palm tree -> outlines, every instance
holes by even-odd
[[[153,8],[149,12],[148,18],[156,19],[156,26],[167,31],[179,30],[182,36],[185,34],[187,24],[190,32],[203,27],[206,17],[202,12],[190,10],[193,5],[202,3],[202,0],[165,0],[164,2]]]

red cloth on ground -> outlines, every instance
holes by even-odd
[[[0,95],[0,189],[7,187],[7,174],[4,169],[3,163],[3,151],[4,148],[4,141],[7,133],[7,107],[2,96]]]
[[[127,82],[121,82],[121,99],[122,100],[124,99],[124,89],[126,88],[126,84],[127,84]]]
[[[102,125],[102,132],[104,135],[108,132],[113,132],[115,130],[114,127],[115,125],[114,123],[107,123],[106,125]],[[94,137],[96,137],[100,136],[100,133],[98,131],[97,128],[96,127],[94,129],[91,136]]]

-- -- --

> _Instruction_: Lay out all the entries above as a numbered list and drop the blank lines.

> _Solution to this exercise_:
1. palm tree -> outlines, every instance
2. holes by even-odd
3. [[[153,8],[149,12],[148,18],[156,19],[156,26],[167,31],[179,30],[182,36],[185,34],[187,24],[190,32],[203,27],[206,17],[202,12],[190,10],[193,5],[202,3],[202,0],[165,0],[164,2]]]
4. red cloth on ground -> outlines, every instance
5. holes by even-odd
6. [[[0,95],[0,189],[7,187],[7,174],[4,169],[3,163],[3,151],[4,148],[4,141],[7,133],[7,107],[2,96]]]
7. [[[127,82],[121,82],[121,99],[122,100],[124,99],[124,89],[126,88],[126,84],[127,84]]]
8. [[[102,125],[102,132],[104,135],[108,132],[113,132],[115,130],[114,127],[115,125],[114,123],[107,123],[106,125]],[[94,137],[96,137],[100,136],[100,133],[98,131],[97,128],[96,127],[94,129],[91,136]]]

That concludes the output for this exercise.